Stated task. Rewrite the lines of each entry below as a numbered list, omitting blank lines. Leave the pictures out of the output.

(Segmentation labeling entries)
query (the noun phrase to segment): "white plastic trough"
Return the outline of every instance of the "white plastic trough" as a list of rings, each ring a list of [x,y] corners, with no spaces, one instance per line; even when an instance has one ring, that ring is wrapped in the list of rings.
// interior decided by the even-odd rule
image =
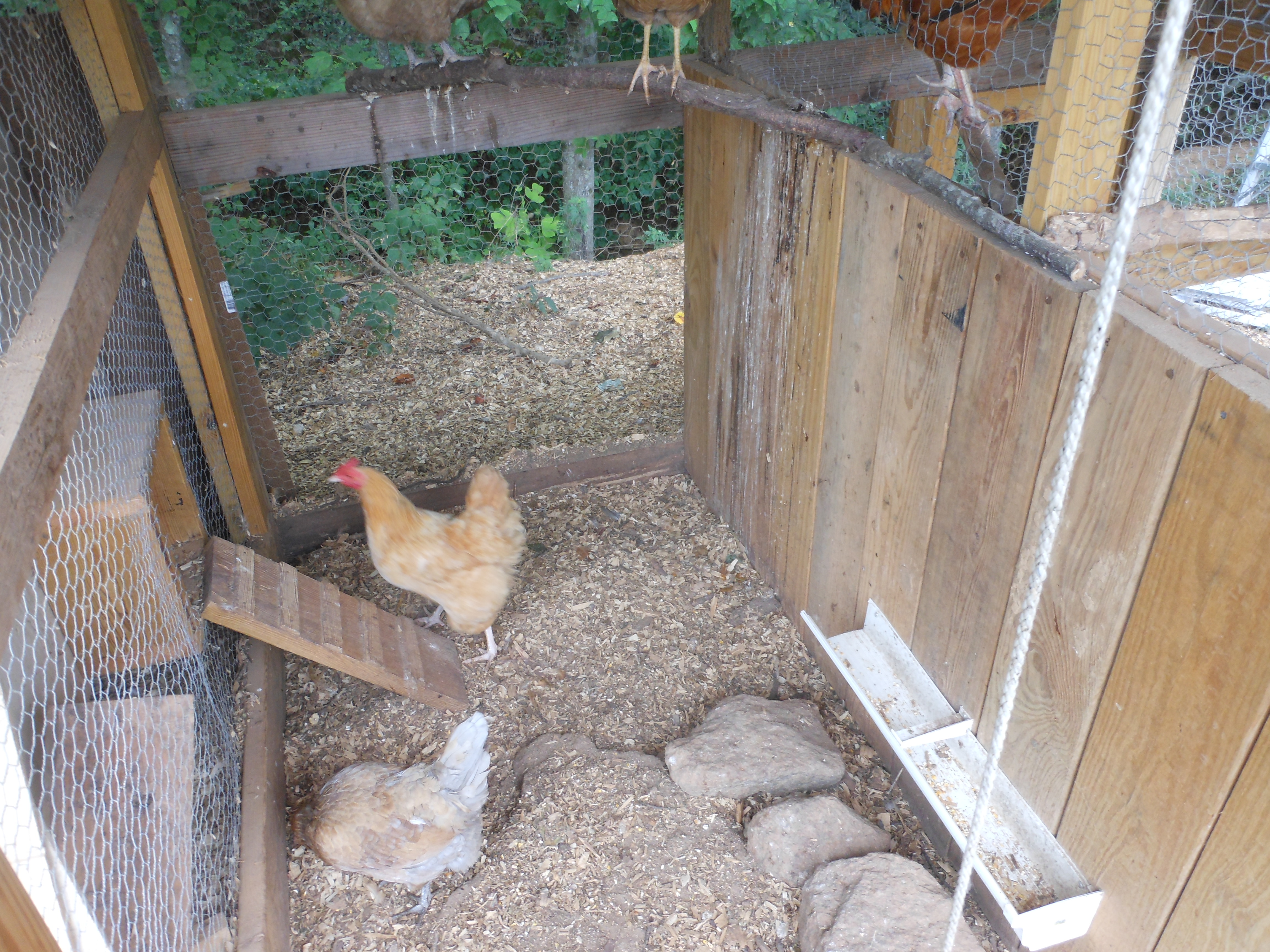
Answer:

Answer for this exercise.
1. query (the noun phrase to segment): "white plastic trough"
2. Return the outline of every instance of the "white plastic trough" as a list of rings, each ring a list of [x,y] corners, with no spaces, one instance per line; even when an instance has one ring, that ring is wrapped in the list of rings.
3. // interior decided by the even-odd rule
4. image =
5. Answer:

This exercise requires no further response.